[TEXTO DE LA PÁGINA]

┌──

Hubo ermita, pero (y acudimos de nuevo a
los datos), en 1779 por orden del cura se manda derruir la ermita de San
Blas por estar demasiado alejada de la población y esto disminuía la
devoción de los feligreses.
Tuvo Judes dos hornos de poya, fragua y
unos segundos lavaderos cercanos al pueblo. Todo ha sido, o está siendo,
restaurado, al igual que las casas.
Después
de visitar la iglesia, recorrer el pueblo y tomar una cerveza en casa de
Paco, nacido en Alconchel, casado con una judeña, y dueños del único
rebaño de ovejas y cabras, fuimos al barrio alto, donde viven Santi y
Pilar. Como curiosidad, diremos que no han querido que la calle fuera
asfaltada, ya que es empinada y las nevadas son muy frecuentes, y duras.
Esto ha convertido esa calle en un rincón delicioso, verde, la calle
escalonada con travesaños, y ahí, siguiendo la tradición de sus mayores,
se reúnen los vecinos de ese rincón, tres, cuatro, cinco, según los que
hayan acudido a pasar el fin de semana o las vacaciones. Se juntan para
tomar un aperitivo –pantagruélico- aportando cada uno lo que la despensa
y la imaginación les indique, para jugar a las cartas, para recordar
viejos tiempos, hacer planes de adras, o lo que salga y convenga. Ahí
cogimos un estupendo color moreno, comimos de todo y bien, bebimos vino
de Aragón, supimos de la muy buena relación que existe entre todos los
judeños, y descansamos un rato antes de seguir el recorrido con Santi y
Pilar, que se nos unió.
El
destino eran las colmenas. Ya en el siglo XVIII había 313. Por el camino
vimos primero el rebaño de ovejas, entre ellas bastantes de la raza roya
celtíbera, y alguna cabra blanca, que Santiago ha estudiado y publicado,
tanto la de Soria como la de alguna comarca de Tarragona. Fuimos viendo
unas construcciones por el monte, de piedra y sabina, perfectamente
integradas, como todo, en el paisaje. Son parideras, unas con alar y
otras no. La que está restaurando Santi sí lo tiene. Por entre la sabina
se colaban chaparros y carrascas o encinas.

└──

[REQUISITOS DEL EJERCICIO]
1/ Responde estas preguntas según el texto sobre Judes:
(a) ¿En qué año se mandó derruir la ermita de San Blas?
(b) ¿Dónde nació Paco?
(c) ¿Cuántas colmenas había ya en el siglo XVIII?
2/ Prosigue el relato sobre Judes a partir de su última frase.

[DATOS PROPORCIONADOS]
┌──

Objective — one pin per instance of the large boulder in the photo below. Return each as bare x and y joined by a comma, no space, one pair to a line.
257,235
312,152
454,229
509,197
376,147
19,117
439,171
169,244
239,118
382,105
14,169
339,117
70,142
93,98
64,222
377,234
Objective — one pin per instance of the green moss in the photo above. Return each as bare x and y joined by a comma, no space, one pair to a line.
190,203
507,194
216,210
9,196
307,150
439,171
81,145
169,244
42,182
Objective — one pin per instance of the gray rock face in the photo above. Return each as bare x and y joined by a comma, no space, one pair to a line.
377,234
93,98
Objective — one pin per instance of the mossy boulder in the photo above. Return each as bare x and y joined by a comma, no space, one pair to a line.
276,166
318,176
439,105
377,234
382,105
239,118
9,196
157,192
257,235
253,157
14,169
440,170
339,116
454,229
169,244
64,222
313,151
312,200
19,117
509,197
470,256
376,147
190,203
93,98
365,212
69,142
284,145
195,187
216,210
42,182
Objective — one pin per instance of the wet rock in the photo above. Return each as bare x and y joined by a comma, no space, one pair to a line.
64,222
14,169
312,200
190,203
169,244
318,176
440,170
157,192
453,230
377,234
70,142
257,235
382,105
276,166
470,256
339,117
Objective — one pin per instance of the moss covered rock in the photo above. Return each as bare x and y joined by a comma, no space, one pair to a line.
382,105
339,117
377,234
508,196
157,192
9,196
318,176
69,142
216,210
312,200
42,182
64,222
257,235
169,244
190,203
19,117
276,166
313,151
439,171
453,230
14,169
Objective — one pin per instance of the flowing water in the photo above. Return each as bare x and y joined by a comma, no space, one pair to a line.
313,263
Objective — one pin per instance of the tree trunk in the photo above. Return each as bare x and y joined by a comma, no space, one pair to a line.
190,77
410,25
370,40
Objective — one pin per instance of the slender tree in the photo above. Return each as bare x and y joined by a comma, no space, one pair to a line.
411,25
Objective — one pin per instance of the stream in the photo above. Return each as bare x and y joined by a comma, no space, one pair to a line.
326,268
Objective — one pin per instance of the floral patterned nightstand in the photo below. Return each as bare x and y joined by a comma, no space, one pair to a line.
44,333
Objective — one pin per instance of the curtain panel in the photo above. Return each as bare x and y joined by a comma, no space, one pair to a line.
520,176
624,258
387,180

└──

[RESPUESTAS]
1/
(a) En 1779.
(b) En Alconchel.
(c) 313.

2/
Al
llegar al colmenar de Pilar, y después de colocarnos esos trajes
especiales que se ponen los meleros para catar, vimos un pequeño
edificio de piedra con puerta de sabina, como escondido entre la
frondosidad. “Vais a llorar”, nos había dicho Santi, y a punto
estuvimos. Aquél sitio cálido estaba invadido de olores de todas las
flores y plantas que liban las abejas, lleno de vida y de los sonidos de
esos animalillos silvestres. Son zumbidos, sí, pero al penetrar en
nuestros oídos son capaces de adormecernos. Qué maravillosa sensación la
de aquel rincón que no olvidaremos nunca. Había colmenas con las que
estamos familiarizadas, y los hornos, que no habíamos visto nunca,
restaurados por nuestro anfitrión. El resultado es una miel clara, dura,
cubierto el bote por restos de cera, exquisita. Lo sabemos porque buena
parte de la que nos regaló ya ha desaparecido en nuestro organismo.
Era la hora de volver a Soria, con
desgana, Santi aún tenía que plantar los calabacines antes de volver a
Lérida, donde reside cuando no está en Judes. El huerto recién nacido le
tiene muy ocupado. Por ahí es la vegetación de ribera, olmos y chopos.
Pilar se queda todo el verano en aquél paraíso. Prometemos volver, cómo
no.
El retorno estuvo acompañado por el día
precioso que habíamos pasado, y por el paisaje, hasta llegar a Arcos, de
sabina y carrasca. Un hermoso y gran rincón de esta Soria nuestra que
nunca acabamos de conocer, por fortuna, alejado de todos los centros del
poder e influencia turística. No sabemos si esto es bueno o malo. En
todo caso es una zona para el estudio etnológico y etnográfico.